*Instructions for the task*.
Restate the records below word for word, leaving nothing out.
** Opening Records for the exercise block **
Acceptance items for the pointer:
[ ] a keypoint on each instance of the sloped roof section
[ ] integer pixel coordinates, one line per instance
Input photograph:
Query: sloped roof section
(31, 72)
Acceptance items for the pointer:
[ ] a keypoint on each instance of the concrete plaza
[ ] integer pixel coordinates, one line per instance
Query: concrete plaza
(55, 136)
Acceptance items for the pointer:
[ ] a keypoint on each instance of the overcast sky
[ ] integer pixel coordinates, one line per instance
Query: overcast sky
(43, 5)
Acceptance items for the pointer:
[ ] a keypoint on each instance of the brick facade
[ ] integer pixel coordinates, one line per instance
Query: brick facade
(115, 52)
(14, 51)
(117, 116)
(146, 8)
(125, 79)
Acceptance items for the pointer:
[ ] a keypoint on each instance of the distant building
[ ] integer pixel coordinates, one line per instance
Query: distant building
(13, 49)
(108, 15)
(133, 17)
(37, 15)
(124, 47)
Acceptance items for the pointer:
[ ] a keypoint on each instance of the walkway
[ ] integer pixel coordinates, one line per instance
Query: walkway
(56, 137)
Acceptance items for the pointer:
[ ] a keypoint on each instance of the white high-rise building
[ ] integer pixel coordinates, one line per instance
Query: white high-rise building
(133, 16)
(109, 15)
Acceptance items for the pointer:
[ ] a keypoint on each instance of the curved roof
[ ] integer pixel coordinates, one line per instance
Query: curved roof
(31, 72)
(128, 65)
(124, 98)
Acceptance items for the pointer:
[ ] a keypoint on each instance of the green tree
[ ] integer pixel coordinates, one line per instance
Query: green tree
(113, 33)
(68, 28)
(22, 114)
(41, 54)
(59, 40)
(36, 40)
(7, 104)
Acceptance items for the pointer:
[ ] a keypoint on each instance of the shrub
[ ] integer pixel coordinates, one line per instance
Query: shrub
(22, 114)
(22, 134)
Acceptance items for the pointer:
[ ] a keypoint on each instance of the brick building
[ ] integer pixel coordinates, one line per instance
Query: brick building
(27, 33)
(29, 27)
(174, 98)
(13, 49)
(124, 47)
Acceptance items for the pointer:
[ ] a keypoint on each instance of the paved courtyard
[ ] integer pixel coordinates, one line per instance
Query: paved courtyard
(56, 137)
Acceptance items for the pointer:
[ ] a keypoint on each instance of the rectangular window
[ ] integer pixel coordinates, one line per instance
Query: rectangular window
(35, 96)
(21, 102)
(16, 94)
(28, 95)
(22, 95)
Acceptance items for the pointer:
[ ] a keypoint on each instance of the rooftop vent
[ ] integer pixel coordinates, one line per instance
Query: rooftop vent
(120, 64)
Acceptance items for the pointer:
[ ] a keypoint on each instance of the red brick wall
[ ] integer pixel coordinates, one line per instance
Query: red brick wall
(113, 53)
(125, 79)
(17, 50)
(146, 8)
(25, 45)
** Closing Records for the exercise block **
*Answer area*.
Acceptance items for the pointer:
[ ] a keypoint on each instance of the sloped roof section
[ ] integer pixel coordinates, one line per instance
Input photograph:
Query: sloped roof section
(31, 72)
Acceptance items for the pointer:
[ ] a keypoint on each instance of the concrete plaza
[ ] integer pixel coordinates, one line per instance
Query: concrete plaza
(55, 136)
Acceptance items for the pointer:
[ ] a keypoint on each instance of the overcast sky
[ ] integer pixel coordinates, one line per instance
Query: overcast sky
(43, 5)
Acceptance items for the pointer:
[ ] a keypoint on each instance of the brick facade
[ ] integer pixel coordinates, one line per instance
Query: brick facade
(115, 52)
(14, 51)
(117, 116)
(146, 8)
(125, 79)
Acceptance items for the pointer:
[ ] a keypoint on each instance of the distant building
[ ] integer pixel coordinates, one line per instance
Query: distant building
(13, 49)
(108, 15)
(133, 17)
(37, 15)
(124, 47)
Acceptance items for the pointer:
[ ] a keypoint on each instance of the walkway
[ ] integer pixel coordinates, one line per instance
Query: walkway
(56, 137)
Acceptance items for the pointer:
[ ] a keypoint on each instance of the white high-rise building
[ ] integer pixel coordinates, one line per instance
Query: white high-rise building
(133, 16)
(109, 15)
Acceptance items for the pointer:
[ ] a keypoint on each instance of the curved roof
[ ] integer pixel coordinates, one line per instance
Query: curved roof
(31, 72)
(128, 65)
(124, 98)
Acceptance items for the pointer:
[ ] a keypoint on each instance of the green tree
[ ] integer pixel coordinates, one line per instance
Query: green tree
(113, 33)
(68, 28)
(22, 114)
(41, 54)
(59, 40)
(36, 40)
(7, 104)
Acceptance items for the pointer:
[ ] a keypoint on each instance of the shrub
[ ] integer pixel coordinates, one line per instance
Query: shrub
(22, 114)
(22, 134)
Acceptance items for the pointer:
[ ] a keypoint on each instance of the brick building
[ ] integer pixel coordinates, one line per instance
Query: brick building
(27, 33)
(29, 27)
(174, 98)
(13, 49)
(124, 47)
Acceptance items for the pointer:
[ ] a keypoint on each instance of the paved courtyard
[ ] integer pixel coordinates, one line per instance
Query: paved courtyard
(56, 137)
Acceptance items for the pointer:
[ ] a keypoint on each instance of the rectangular window
[ ] integer pixel coordinates, one line per instance
Query: rectangular window
(35, 96)
(21, 102)
(16, 94)
(28, 95)
(22, 95)
Acceptance items for the pointer:
[ ] a keypoint on each instance of the rooftop vent
[ ] integer pixel coordinates, one line per instance
Query: rooftop vent
(120, 64)
Acceptance items for the pointer:
[ ] a keypoint on each instance of the red brick wall
[ ] integer pixel coordinates, one line per instance
Query: red brick wall
(113, 53)
(125, 79)
(17, 50)
(146, 8)
(25, 45)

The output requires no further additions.